### What the task asks
Word for word, retype each record shown below.

### Information supplied
::::::::::

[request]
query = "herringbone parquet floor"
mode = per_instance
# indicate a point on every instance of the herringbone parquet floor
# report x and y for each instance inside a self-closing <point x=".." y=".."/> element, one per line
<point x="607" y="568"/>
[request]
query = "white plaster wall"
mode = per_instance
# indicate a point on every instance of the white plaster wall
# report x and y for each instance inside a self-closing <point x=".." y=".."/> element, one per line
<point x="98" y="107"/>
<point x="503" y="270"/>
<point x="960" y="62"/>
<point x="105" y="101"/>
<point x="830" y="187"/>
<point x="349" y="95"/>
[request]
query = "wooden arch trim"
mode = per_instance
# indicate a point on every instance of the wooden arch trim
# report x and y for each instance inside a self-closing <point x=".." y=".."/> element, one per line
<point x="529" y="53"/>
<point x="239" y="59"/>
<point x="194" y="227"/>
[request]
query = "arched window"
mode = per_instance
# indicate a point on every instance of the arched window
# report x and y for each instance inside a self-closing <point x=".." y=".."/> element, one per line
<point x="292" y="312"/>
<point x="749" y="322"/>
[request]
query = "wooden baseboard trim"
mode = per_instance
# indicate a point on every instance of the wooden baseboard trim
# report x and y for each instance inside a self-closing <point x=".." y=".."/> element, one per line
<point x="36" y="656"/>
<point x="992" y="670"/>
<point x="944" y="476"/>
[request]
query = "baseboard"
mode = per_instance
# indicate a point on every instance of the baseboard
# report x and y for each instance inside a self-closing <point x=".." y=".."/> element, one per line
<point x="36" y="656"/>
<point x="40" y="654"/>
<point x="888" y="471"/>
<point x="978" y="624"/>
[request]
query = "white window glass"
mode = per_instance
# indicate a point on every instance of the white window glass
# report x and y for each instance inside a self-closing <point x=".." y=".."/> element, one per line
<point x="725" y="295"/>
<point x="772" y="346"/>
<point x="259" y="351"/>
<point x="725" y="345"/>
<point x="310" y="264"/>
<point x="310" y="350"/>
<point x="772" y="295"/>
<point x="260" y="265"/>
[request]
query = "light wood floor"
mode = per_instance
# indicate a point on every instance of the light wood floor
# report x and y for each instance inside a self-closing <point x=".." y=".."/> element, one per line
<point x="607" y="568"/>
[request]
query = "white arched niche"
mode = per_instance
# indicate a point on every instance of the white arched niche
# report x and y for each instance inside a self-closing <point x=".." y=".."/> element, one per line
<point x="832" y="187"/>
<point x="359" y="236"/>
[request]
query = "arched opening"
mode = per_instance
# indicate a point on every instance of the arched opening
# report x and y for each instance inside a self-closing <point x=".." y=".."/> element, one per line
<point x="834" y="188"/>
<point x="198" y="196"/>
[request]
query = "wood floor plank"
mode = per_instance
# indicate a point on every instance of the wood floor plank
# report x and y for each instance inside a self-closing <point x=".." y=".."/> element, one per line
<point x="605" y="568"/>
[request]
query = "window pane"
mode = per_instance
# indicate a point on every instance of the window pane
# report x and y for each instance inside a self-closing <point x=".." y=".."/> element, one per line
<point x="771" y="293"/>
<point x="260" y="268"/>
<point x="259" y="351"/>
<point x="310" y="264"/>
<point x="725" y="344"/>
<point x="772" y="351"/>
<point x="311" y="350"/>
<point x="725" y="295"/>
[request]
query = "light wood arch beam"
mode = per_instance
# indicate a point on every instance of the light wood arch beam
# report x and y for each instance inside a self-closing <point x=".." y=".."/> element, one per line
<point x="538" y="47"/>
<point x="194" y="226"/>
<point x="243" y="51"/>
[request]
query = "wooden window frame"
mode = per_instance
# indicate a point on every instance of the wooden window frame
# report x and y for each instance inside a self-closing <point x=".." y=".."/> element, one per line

::::::::::

### Exercise answer
[request]
query = "herringbone parquet floor"
mode = per_instance
# indicate a point on every instance of the herringbone parquet floor
# report x and y for each instance inside a self-closing <point x=".." y=".."/> element, one per line
<point x="607" y="568"/>
[request]
query = "white plaster wall"
mode = per_instance
# indicate a point on every instance of the white plaster wall
# report x and y for each instance inside a self-closing <point x=".." y=".."/> element, one per line
<point x="98" y="107"/>
<point x="503" y="270"/>
<point x="960" y="62"/>
<point x="105" y="101"/>
<point x="830" y="187"/>
<point x="349" y="95"/>
[request]
query = "wooden arch trim"
mode = per_instance
# indicate a point on every instance of the wooden arch trim
# report x and y for each instance inside a self-closing <point x=".." y=".."/> element, one per line
<point x="529" y="53"/>
<point x="239" y="59"/>
<point x="194" y="227"/>
[request]
query = "arched window"
mode = per_instance
# indicate a point on every instance of the arched window
# report x and y for each instance inside a self-closing <point x=".." y=".."/> element, one per line
<point x="292" y="312"/>
<point x="749" y="322"/>
[request]
query = "wooden baseboard trim"
mode = per_instance
# indicate a point on every instance of the wooden baseboard trim
# report x and y for each instance inside a self-closing <point x=".." y=".."/> element, one per line
<point x="36" y="656"/>
<point x="992" y="670"/>
<point x="944" y="476"/>
[request]
query = "baseboard"
mode = per_instance
# indicate a point on every instance of the baseboard
# report x and y for each instance inside a self-closing <point x=".." y=".."/> element, one per line
<point x="36" y="656"/>
<point x="40" y="654"/>
<point x="888" y="471"/>
<point x="978" y="624"/>
[request]
query = "white window glass"
mode = per_instance
# indicate a point on every instance of the white window glass
# report x and y for each instance inside a self-closing <point x=".." y=".."/> element, one per line
<point x="725" y="295"/>
<point x="772" y="346"/>
<point x="259" y="351"/>
<point x="725" y="345"/>
<point x="310" y="264"/>
<point x="310" y="350"/>
<point x="772" y="295"/>
<point x="260" y="265"/>
[request]
query = "light wood floor"
mode = per_instance
# indicate a point on every instance of the light wood floor
# report x and y for each instance inside a self-closing <point x=".." y=".."/> element, one per line
<point x="607" y="568"/>
[request]
query = "white arched niche"
mode = per_instance
# indicate a point on every instance of the white arched niche
# report x and y for each instance inside a self-closing <point x=".." y=".."/> element, one per line
<point x="832" y="187"/>
<point x="359" y="236"/>
[request]
query = "arched opening"
mode = per_instance
# indicate a point on every instance of the arched opening
# report x and y for each instance inside a self-closing <point x=".." y=".."/> element, one per line
<point x="834" y="188"/>
<point x="198" y="196"/>
[request]
query = "wood floor plank"
mode = per_instance
# indicate a point on every instance of the wood floor plank
# report x and y for each instance inside a self-closing <point x=".." y=".."/> element, one per line
<point x="605" y="568"/>
[request]
query = "window pane"
mode = per_instance
# indicate a point on every instance of the window pane
# report x and y for each instance inside a self-closing <point x=".." y=".."/> element, one per line
<point x="771" y="293"/>
<point x="260" y="268"/>
<point x="259" y="351"/>
<point x="310" y="264"/>
<point x="725" y="344"/>
<point x="772" y="351"/>
<point x="311" y="350"/>
<point x="725" y="295"/>
[request]
query = "light wood arch beam"
mode = per_instance
# indicate a point on every instance of the light wood arch beam
# report x and y for each instance inside a self-closing <point x=".." y=".."/> element, one per line
<point x="538" y="47"/>
<point x="194" y="226"/>
<point x="243" y="51"/>
[request]
query = "wooden window frame"
mode = per_instance
# indicate a point on every instance of the wooden window frame
# report x and y for each instance inside a self-closing <point x=".." y=".."/> element, one per line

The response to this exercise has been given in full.